YOUR INSTRUCTIONS: Rewrite every line of the material below as a JSON list of strings, one string per line, skipping blank lines and leaving out the pictures.

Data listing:
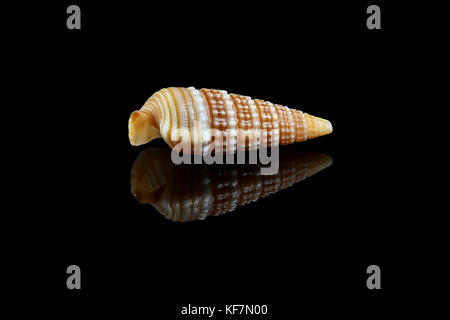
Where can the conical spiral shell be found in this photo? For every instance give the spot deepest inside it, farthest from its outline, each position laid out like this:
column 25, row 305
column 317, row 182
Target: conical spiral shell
column 240, row 120
column 187, row 192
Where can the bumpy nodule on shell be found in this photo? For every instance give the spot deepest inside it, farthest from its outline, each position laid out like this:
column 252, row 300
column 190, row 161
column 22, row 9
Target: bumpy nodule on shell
column 186, row 193
column 171, row 110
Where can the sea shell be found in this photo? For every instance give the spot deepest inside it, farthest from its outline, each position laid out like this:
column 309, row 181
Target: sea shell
column 240, row 120
column 190, row 192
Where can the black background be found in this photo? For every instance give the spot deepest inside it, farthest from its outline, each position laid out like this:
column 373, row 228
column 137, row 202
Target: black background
column 303, row 249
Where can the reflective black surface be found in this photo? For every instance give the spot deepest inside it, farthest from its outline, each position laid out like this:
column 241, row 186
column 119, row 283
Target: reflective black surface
column 189, row 192
column 302, row 249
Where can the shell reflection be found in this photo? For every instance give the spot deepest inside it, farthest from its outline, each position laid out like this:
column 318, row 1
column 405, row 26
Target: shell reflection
column 190, row 192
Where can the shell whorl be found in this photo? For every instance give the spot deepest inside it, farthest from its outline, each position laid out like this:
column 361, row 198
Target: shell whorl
column 236, row 117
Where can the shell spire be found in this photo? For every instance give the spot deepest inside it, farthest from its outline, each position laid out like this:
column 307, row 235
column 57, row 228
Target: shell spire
column 171, row 110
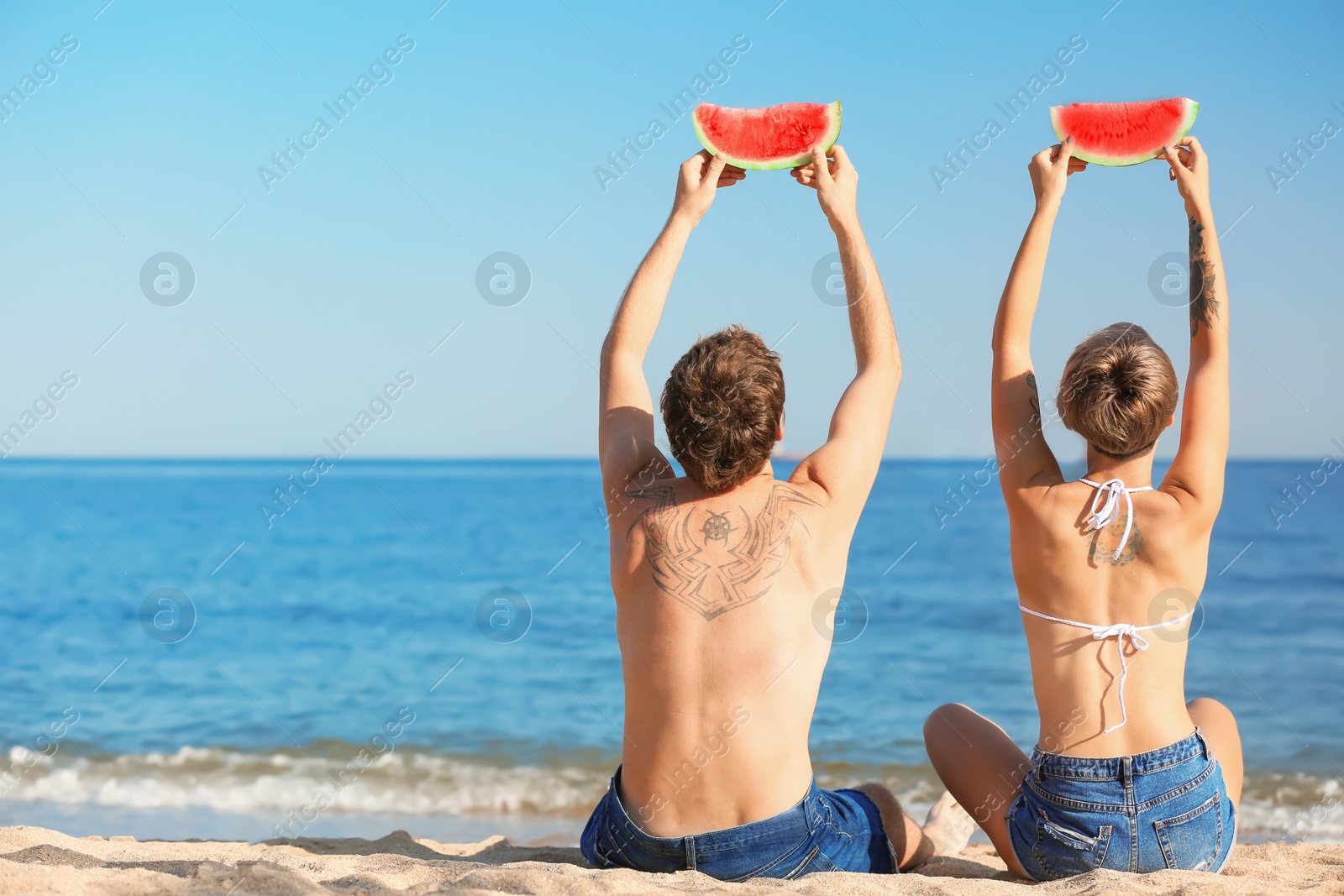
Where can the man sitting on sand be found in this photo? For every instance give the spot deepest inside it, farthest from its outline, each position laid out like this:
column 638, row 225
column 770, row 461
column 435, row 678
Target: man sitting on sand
column 719, row 574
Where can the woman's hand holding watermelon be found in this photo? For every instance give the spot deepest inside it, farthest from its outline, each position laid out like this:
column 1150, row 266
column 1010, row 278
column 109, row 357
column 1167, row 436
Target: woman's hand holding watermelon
column 699, row 177
column 837, row 184
column 1048, row 170
column 1191, row 175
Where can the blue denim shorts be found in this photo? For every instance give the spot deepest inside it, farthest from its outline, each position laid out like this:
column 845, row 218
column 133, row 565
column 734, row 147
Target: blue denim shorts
column 1160, row 809
column 826, row 831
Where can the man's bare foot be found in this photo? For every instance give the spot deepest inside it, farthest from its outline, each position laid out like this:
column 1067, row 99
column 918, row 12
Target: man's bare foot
column 949, row 826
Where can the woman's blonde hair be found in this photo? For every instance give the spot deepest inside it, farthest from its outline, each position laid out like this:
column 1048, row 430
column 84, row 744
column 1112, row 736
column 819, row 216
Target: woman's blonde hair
column 1119, row 391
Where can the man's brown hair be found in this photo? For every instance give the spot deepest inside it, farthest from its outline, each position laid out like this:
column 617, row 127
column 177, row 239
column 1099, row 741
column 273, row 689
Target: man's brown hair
column 1119, row 390
column 722, row 406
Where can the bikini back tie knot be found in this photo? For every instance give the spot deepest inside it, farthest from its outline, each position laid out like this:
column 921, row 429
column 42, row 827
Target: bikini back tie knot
column 1106, row 508
column 1120, row 631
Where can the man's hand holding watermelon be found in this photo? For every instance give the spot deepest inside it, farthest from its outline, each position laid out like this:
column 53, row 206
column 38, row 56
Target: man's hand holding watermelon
column 837, row 184
column 699, row 177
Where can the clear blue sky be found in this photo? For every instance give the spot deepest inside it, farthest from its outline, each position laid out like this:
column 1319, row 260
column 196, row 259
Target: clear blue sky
column 309, row 297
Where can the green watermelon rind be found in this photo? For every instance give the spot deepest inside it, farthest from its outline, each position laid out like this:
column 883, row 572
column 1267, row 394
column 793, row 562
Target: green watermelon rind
column 774, row 164
column 1121, row 161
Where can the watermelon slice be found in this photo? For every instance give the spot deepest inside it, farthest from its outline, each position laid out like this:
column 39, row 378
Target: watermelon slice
column 768, row 139
column 1124, row 134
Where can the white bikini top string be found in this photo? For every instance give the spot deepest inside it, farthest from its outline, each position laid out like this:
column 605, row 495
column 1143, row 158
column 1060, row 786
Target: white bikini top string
column 1110, row 490
column 1119, row 631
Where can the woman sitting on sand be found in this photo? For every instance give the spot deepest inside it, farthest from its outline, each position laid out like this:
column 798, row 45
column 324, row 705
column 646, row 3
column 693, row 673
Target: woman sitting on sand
column 1126, row 775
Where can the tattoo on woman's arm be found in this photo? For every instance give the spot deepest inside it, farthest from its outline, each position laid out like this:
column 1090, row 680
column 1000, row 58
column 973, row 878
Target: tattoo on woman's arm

RESPONSE TO THIS EXERCISE:
[
  "Where can the conical spiral shell be found in this photo? For every instance give the spot deepest inside it, farthest from its outline, each position laid out like this:",
  "column 25, row 305",
  "column 317, row 182",
  "Target: conical spiral shell",
  "column 240, row 120",
  "column 187, row 192",
  "Where can the bumpy nodule on shell be found in this photo? For every instance give the spot deepest inside it, farthest from its outline, each position laid out like this:",
  "column 252, row 300",
  "column 190, row 161",
  "column 22, row 9",
  "Target: bumpy nodule on shell",
  "column 186, row 193",
  "column 171, row 110",
  "Where can the sea shell be found in this photo? For every instance give the spot deepest inside it, farthest from its outline, each position laid out like this:",
  "column 309, row 181",
  "Target: sea shell",
  "column 240, row 120",
  "column 190, row 192",
  "Where can the black background be found in this photo? For every instance give the spot deepest inside it, farthest from its outline, each position laid out like this:",
  "column 373, row 228",
  "column 137, row 202",
  "Target: black background",
  "column 303, row 249",
  "Where can the reflective black surface be found in this photo? For every instance give the spot deepest inside it, farthest from its outline, each position laid out like this:",
  "column 241, row 186",
  "column 119, row 283",
  "Target: reflective black surface",
  "column 189, row 192",
  "column 302, row 249",
  "Where can the shell reflection be found in this photo? For every instance give the spot deepest inside it, farthest from its outline, each position laid out like this:",
  "column 318, row 1",
  "column 405, row 26",
  "Target: shell reflection",
  "column 190, row 192",
  "Where can the shell whorl be found in this photo? For every instance give the spot deepest inside it, farthest from its outline, each position laid out like this:",
  "column 361, row 198",
  "Target: shell whorl",
  "column 236, row 117",
  "Where can the shell spire be found in this photo? For every instance give the spot deepest inside it, farthest from its outline, each position laid out like this:",
  "column 307, row 235",
  "column 57, row 228",
  "Target: shell spire",
  "column 171, row 110",
  "Where can the man sitting on sand be found in this photo? For every instance give the spot deepest inside it, farthest from its outline, each position laid out like this:",
  "column 638, row 225",
  "column 770, row 461",
  "column 435, row 678",
  "Target: man sitting on sand",
  "column 719, row 574",
  "Where can the woman's hand holding watermelon be found in this photo? For every instance give the spot deepest inside it, farthest from its outline, each position laid out like this:",
  "column 1150, row 266",
  "column 1010, row 278",
  "column 109, row 357",
  "column 1167, row 436",
  "Target: woman's hand holding watermelon",
  "column 699, row 177",
  "column 837, row 184",
  "column 1048, row 170",
  "column 1191, row 175",
  "Where can the blue denim shorts be found in this photo? For every instance give the spot deepest inside it, farthest from its outline, each position laid out like this:",
  "column 845, row 218",
  "column 133, row 565",
  "column 734, row 147",
  "Target: blue denim shorts",
  "column 1160, row 809",
  "column 826, row 831",
  "Where can the man's bare foot be found in this photo? For every instance give the spot deepest inside it, farthest from its outline, each position laid out like this:",
  "column 1067, row 99",
  "column 918, row 12",
  "Target: man's bare foot",
  "column 949, row 826",
  "Where can the woman's blonde hair be found in this photo? For every instance give the spot deepest inside it, farthest from its outline, each position laid out like this:",
  "column 1048, row 430",
  "column 84, row 744",
  "column 1112, row 736",
  "column 819, row 216",
  "Target: woman's blonde hair",
  "column 1119, row 391",
  "Where can the man's brown hair be found in this photo? For every instance give the spot deepest inside it, farthest from its outline, each position laid out like this:",
  "column 617, row 127",
  "column 177, row 239",
  "column 1099, row 741",
  "column 273, row 689",
  "Target: man's brown hair",
  "column 1119, row 390",
  "column 722, row 406",
  "Where can the bikini back tie knot be found in this photo? For every instance give the spot deepest inside it, farthest from its outline, each position laid out like this:",
  "column 921, row 429",
  "column 42, row 827",
  "Target: bikini back tie knot",
  "column 1106, row 508",
  "column 1120, row 631",
  "Where can the man's hand holding watermelon be found in this photo? For every instance give the spot deepest inside it, farthest from its outline, each position laid out like this:",
  "column 53, row 206",
  "column 38, row 56",
  "Target: man's hand holding watermelon",
  "column 837, row 184",
  "column 699, row 177",
  "Where can the clear blue sky be found in this photo? For every instance give the spot deepest inside it, farthest from its outline, each position laid out like this:",
  "column 1319, row 260",
  "column 196, row 259",
  "Target: clear blue sky",
  "column 309, row 297",
  "Where can the green watermelon rind be found in this photo? For every instance give the spot deepest inside it, farthest from its outline, each position laid out like this:",
  "column 883, row 572",
  "column 1267, row 394",
  "column 793, row 562",
  "Target: green watermelon rind",
  "column 774, row 164",
  "column 1121, row 161",
  "Where can the watermelon slice be found in this photo? For every instance give the spot deepest inside it, farthest from its outline, each position laid out like this:",
  "column 39, row 378",
  "Target: watermelon slice",
  "column 768, row 139",
  "column 1124, row 134",
  "Where can the white bikini top string be found in this photo? For every instance give the spot deepest inside it, farthest from its outline, each position laid out like this:",
  "column 605, row 495",
  "column 1143, row 158",
  "column 1060, row 786",
  "Target: white bikini top string",
  "column 1110, row 490",
  "column 1119, row 631",
  "Where can the woman sitting on sand be found in this photo? For every instance give the spot deepest inside it, farthest from its outline, each position laid out like this:",
  "column 798, row 45",
  "column 324, row 705",
  "column 646, row 3",
  "column 693, row 673",
  "Target: woman sitting on sand",
  "column 1126, row 775",
  "Where can the tattoo on woman's arm be found in this photo? For every instance give the spot deepest inside it, farthest from its outline, each position laid out like this:",
  "column 1090, row 680",
  "column 1000, row 58",
  "column 973, row 878",
  "Target: tattoo on woman's arm"
]